> [Short task] Pull every line from the material below that contains the string "boat", and copy each one unchanged.

** begin **

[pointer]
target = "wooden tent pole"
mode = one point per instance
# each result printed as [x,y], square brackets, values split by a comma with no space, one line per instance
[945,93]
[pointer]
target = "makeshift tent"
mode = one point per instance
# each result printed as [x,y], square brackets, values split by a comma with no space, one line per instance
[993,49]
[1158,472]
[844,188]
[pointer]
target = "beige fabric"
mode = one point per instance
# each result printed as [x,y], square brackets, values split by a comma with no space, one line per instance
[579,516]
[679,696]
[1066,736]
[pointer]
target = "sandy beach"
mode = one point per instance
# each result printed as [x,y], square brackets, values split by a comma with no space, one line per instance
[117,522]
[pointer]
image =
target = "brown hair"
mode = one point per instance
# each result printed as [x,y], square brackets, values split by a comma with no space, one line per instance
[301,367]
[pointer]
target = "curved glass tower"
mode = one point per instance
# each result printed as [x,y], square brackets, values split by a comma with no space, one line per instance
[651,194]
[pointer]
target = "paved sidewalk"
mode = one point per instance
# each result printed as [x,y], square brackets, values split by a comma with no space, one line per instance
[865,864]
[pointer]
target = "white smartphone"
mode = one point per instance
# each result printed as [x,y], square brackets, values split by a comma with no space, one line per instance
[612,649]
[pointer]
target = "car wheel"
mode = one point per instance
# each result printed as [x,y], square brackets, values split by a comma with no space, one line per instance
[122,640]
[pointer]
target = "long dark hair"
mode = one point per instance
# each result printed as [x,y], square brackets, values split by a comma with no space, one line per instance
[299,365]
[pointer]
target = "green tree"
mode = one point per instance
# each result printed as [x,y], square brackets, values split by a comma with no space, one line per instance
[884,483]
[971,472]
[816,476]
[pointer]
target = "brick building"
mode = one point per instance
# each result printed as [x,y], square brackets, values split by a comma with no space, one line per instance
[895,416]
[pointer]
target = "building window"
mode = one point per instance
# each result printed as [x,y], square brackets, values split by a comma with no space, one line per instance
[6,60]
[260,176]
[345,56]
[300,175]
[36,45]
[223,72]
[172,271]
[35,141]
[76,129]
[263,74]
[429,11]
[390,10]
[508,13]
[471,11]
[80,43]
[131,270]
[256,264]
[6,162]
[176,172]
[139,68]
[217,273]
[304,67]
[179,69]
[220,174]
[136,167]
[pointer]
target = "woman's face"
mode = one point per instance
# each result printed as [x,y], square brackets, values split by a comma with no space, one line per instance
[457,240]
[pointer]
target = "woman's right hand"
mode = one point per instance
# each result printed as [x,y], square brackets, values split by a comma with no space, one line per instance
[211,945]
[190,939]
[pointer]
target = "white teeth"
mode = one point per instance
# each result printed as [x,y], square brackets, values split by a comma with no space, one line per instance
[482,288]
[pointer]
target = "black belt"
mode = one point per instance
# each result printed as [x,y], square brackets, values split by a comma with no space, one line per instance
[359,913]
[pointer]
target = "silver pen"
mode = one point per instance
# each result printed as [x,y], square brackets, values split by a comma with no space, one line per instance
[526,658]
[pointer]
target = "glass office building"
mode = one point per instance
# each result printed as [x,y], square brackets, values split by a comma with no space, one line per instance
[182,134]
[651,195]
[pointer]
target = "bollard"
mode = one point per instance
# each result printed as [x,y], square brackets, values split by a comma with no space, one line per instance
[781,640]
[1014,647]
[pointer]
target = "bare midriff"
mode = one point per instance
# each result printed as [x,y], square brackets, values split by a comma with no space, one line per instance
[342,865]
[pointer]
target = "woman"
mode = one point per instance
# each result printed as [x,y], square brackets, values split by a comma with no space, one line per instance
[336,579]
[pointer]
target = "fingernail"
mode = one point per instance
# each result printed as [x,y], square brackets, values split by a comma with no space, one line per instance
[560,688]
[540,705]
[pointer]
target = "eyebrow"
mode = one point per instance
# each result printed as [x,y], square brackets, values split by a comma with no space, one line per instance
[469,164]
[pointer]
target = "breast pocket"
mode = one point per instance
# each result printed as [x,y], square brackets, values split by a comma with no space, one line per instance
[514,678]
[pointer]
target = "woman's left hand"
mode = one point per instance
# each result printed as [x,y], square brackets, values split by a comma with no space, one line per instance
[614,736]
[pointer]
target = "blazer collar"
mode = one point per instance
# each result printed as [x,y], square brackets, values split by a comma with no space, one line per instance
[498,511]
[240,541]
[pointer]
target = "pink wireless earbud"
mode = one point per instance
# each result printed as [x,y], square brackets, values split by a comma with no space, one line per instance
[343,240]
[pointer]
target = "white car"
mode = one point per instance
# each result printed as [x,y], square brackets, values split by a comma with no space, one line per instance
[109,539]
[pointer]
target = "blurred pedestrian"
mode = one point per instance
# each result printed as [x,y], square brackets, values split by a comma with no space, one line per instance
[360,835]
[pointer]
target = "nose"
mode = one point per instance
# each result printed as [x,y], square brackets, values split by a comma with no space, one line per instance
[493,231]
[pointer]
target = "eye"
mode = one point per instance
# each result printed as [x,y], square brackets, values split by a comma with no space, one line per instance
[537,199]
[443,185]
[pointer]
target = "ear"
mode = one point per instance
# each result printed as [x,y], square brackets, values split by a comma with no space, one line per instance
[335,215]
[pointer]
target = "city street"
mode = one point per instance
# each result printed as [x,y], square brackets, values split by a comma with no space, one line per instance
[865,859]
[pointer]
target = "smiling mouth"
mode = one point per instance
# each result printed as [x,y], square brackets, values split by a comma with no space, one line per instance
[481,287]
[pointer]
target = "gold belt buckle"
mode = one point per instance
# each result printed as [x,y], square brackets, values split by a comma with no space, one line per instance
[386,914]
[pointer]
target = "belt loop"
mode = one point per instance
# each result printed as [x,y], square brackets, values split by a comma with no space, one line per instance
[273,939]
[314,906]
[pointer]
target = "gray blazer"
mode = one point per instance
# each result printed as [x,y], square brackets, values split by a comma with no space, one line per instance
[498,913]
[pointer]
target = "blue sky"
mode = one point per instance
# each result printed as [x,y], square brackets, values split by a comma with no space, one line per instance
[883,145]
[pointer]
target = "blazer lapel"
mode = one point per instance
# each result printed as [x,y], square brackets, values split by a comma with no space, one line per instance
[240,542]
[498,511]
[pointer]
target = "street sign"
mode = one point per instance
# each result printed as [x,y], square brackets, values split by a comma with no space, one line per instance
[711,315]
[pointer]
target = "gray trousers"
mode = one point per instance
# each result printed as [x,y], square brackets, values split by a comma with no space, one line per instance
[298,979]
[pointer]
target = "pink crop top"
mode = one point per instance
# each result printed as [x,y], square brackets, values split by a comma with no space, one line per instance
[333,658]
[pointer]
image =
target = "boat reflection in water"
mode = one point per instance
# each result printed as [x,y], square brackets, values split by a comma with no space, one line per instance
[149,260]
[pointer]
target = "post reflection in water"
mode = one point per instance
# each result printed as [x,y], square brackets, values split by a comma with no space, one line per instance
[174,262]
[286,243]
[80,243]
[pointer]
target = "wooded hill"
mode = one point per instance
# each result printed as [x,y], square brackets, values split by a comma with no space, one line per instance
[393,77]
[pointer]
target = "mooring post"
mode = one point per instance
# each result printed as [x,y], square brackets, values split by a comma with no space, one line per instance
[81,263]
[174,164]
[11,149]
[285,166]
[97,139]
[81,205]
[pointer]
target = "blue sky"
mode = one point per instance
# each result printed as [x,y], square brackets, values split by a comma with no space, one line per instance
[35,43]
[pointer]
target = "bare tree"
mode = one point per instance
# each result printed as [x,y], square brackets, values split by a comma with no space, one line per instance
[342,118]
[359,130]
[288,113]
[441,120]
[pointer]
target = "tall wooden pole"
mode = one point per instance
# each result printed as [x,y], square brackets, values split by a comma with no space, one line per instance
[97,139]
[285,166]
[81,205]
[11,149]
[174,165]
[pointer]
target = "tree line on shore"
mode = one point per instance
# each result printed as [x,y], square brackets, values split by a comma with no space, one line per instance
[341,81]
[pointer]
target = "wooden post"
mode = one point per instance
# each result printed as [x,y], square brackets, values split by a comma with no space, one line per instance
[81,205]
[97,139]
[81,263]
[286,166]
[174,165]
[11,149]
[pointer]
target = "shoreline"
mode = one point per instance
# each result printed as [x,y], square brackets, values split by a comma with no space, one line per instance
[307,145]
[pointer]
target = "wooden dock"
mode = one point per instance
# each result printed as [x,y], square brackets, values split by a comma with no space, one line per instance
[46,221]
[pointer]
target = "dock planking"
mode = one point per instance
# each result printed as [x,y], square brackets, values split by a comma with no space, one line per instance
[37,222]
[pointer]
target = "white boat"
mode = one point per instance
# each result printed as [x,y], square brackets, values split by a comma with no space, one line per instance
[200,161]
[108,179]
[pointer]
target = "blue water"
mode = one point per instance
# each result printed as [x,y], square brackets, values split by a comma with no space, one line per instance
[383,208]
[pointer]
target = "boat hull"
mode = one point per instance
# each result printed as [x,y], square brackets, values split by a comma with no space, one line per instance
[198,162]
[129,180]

** end **

> [Complete answer]
target = "boat reflection in water"
target = "white boat"
target = "boat hull"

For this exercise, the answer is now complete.